+++ Supplied text

Don't know much about art, but I know it when I see it

Over at the Gospel Coalition, the Rev. Thabiti Anyabwile has a post on definitions.  His argument is a thoughtful one and he calls for the abandonment of talk of `celebrity' and 'rock star' pastors because, as he rightly points out, defining these terms is hard.  He also sees me as one of the main culprits.  So it seems apposite to thank him for his provocative and gently expressed thoughts and to offer a few in return.

I am tempted to say `I don't know how to define art, but I know it when I see it.'  Except, other than understanding that Thomas Kinkade is not art, that statement would not be true.    I am told Jackson Pollock is art but that, as they say, is clearly above my paygrade.  

But let's bring it closer to home: most pastors I know would acknowledge that internet pornography is the number one pastoral problem among men in their congregation.  Yet no pastor I have ever spoken to has been able to provide a fully adequate, stable, universally agreed definition of pornography which covers all cases any time any where.   By the above logic, we should therefore stop all talk of pornography as a problem.   We do not know how to define the term; we should not use it.

The problem is: semantics notwithstanding, pornography is a huge problem; and pastors who cannot define the p word know its a problem, recognise it, and take action to help those struggling with it.  Frankly, pastoral time spent debating exactly what it is is pastoral time completely wasted -- time which might otherwise be spent tackling the issue.  

Thus, the issue with the celebrity culture surrounding certain pastors and organisations is not ultimately one of linguistic definition or of those who use the term with a certain amount of elasticity or even incompetence.  The issue is that there is a real problem -- in fact, many real problems -- to which some are trying to draw attention.  There is a problem with the yob aesthetic, the arrogant stage swagger, the stand-up routines, the obsession with talking about sex in sermons which puts some of these conference headlining pastoral role models about as far from Paul's vision of leadership as possible; there is a problem with pastors who tell their people they will only visit them in hospital once they have been placed in a body bag; there is a problem with pastors who make videos which ape the aesthetics of the mainstream media and focus on the pastor, not the pastor's God; there is a problem with churches of thousands of people, few of whom ever get to meet an elder, let alone the pastor; there is a problem with church planting strategy that is so wedded to the cult of the one man that he has to be skyped in to the community; there is a problem when a man has to phone the librarian at Westminster Seminary with a pastoral issue because nobody at his home church of thousands has the time to speak to an ordinary church member about his crisis of faith.

++++++
+++ Record extracts

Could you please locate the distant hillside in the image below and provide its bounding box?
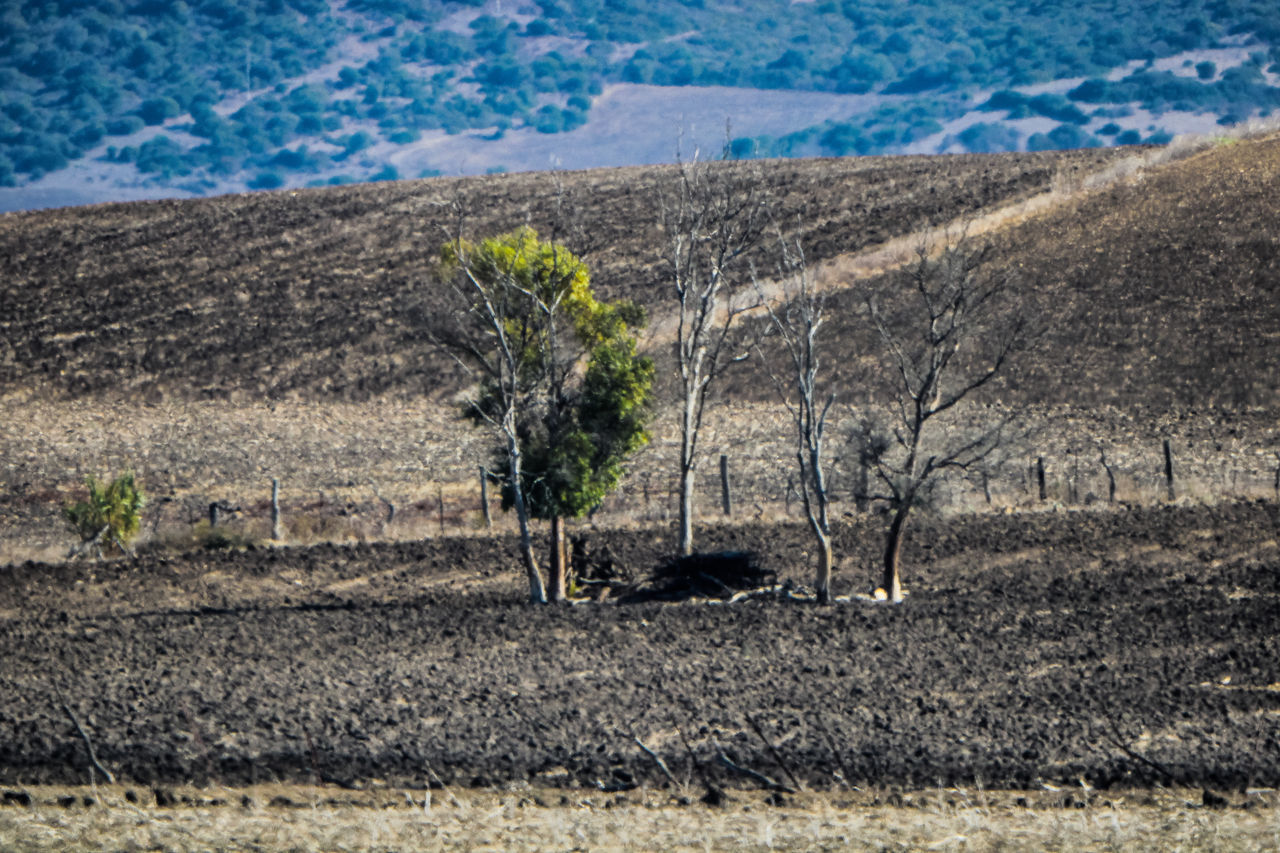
[0,137,1280,562]
[0,0,1280,210]
[0,150,1120,400]
[0,138,1280,417]
[733,136,1280,412]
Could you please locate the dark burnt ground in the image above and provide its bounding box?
[0,149,1124,400]
[733,137,1280,412]
[0,503,1280,788]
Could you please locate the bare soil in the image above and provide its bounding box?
[0,150,1123,402]
[0,503,1280,792]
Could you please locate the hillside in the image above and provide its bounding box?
[0,0,1280,210]
[0,137,1280,560]
[0,151,1120,401]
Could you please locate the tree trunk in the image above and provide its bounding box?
[680,467,694,557]
[881,500,911,601]
[813,528,836,605]
[271,479,284,542]
[507,430,547,605]
[547,515,568,602]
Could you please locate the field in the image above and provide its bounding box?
[0,137,1280,849]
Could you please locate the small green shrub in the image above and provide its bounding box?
[63,471,146,556]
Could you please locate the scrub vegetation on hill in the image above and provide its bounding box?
[0,0,1280,190]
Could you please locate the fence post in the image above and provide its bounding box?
[435,483,444,537]
[854,453,872,512]
[1098,447,1116,503]
[480,465,493,529]
[721,453,733,515]
[271,476,284,542]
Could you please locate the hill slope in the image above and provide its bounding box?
[0,138,1280,560]
[0,151,1120,400]
[0,0,1280,210]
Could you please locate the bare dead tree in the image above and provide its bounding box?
[756,240,836,605]
[658,156,768,556]
[429,200,548,605]
[861,234,1029,601]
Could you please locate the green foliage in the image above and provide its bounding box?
[63,471,146,552]
[442,228,654,519]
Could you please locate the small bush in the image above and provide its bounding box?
[63,471,146,556]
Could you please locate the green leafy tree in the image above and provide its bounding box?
[63,471,146,557]
[436,227,653,603]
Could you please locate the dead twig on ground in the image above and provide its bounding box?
[742,713,804,790]
[58,690,115,785]
[631,734,685,790]
[712,738,796,794]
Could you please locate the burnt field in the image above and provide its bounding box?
[0,502,1280,792]
[0,149,1126,402]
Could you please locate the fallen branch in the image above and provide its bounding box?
[742,713,804,790]
[676,726,728,806]
[713,739,796,794]
[58,690,115,785]
[631,734,685,790]
[1105,717,1176,785]
[813,711,858,790]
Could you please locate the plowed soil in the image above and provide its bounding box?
[0,503,1280,789]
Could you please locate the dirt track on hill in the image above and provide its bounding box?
[0,503,1280,788]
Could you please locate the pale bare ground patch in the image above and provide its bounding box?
[0,786,1280,853]
[0,384,1280,565]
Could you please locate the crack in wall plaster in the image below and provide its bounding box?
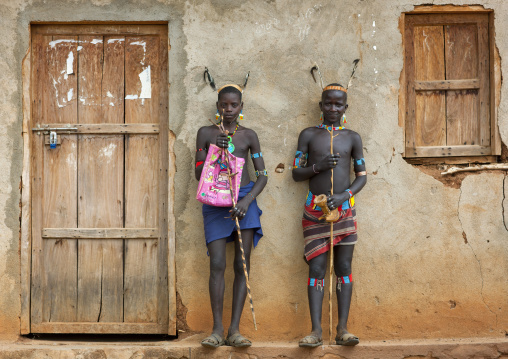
[457,187,498,326]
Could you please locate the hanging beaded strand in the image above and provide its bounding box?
[316,123,345,131]
[228,123,240,153]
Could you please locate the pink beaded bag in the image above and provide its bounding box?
[196,144,245,207]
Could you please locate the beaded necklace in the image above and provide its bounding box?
[316,123,346,131]
[228,122,240,153]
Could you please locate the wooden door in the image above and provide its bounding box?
[30,24,175,334]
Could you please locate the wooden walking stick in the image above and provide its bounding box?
[217,115,258,330]
[327,125,333,344]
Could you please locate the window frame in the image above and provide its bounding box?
[399,5,501,164]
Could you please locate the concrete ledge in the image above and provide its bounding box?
[0,335,508,359]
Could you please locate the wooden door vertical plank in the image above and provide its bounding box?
[97,36,125,322]
[78,36,102,322]
[19,42,32,334]
[40,36,77,322]
[155,27,176,335]
[478,15,490,149]
[30,34,52,324]
[445,24,482,146]
[414,26,446,146]
[124,36,159,322]
[78,36,123,322]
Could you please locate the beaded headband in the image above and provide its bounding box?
[310,59,360,93]
[217,84,243,93]
[203,67,250,93]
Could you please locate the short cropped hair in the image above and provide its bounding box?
[217,86,242,101]
[321,82,347,100]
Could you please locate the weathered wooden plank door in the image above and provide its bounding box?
[31,24,176,334]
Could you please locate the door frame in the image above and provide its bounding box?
[20,21,177,335]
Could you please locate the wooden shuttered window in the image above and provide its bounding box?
[404,13,500,158]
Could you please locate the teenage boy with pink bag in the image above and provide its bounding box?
[195,70,268,348]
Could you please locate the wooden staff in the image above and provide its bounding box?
[328,124,333,344]
[213,115,258,330]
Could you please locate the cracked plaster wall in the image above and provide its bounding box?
[0,0,508,340]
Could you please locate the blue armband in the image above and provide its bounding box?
[293,151,309,168]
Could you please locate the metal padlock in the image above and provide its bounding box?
[49,131,58,148]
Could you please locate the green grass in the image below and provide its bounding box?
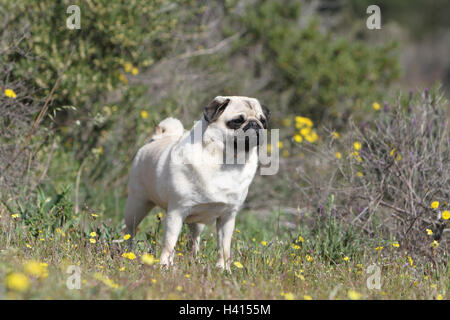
[0,194,449,299]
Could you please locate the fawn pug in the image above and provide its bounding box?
[125,96,270,270]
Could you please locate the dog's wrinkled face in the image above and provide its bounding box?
[203,96,270,151]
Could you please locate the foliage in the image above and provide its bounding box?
[227,0,399,123]
[298,89,450,258]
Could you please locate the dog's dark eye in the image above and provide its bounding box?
[227,116,245,129]
[259,117,267,128]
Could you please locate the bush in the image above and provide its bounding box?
[227,0,399,124]
[298,89,450,255]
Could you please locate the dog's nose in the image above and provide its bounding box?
[243,121,261,132]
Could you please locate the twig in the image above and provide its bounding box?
[30,139,56,192]
[0,47,74,181]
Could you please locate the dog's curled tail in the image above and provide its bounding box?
[150,117,184,141]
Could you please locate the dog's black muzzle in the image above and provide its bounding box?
[235,121,262,152]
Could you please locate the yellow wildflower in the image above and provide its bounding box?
[295,116,314,127]
[141,253,156,266]
[4,89,17,99]
[347,289,361,300]
[294,134,303,143]
[305,131,319,143]
[372,102,381,111]
[122,252,136,260]
[123,62,133,73]
[5,272,30,292]
[441,210,450,220]
[300,127,311,136]
[141,110,148,119]
[431,201,439,209]
[281,118,292,127]
[119,73,128,85]
[284,292,295,300]
[23,260,48,278]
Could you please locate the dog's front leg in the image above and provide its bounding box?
[189,223,205,257]
[159,210,184,266]
[216,214,236,271]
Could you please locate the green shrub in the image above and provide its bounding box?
[227,0,399,123]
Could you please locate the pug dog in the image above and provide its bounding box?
[125,96,270,271]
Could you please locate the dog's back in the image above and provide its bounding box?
[149,117,184,142]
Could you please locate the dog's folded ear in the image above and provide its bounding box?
[203,97,230,123]
[261,104,270,124]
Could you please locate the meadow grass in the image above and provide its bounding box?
[0,197,449,299]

++++++

Exercise requirements:
In the blog post, why does the writer call pastoral time spent debating exactly what pornography is completely wasted? Answer in one to three sentences.

Solution:
The writer calls that time wasted because it could otherwise be spent tackling the problem of pornography itself. Pastors who cannot define the term still know it is a problem, recognize it, and take action to help those struggling with it.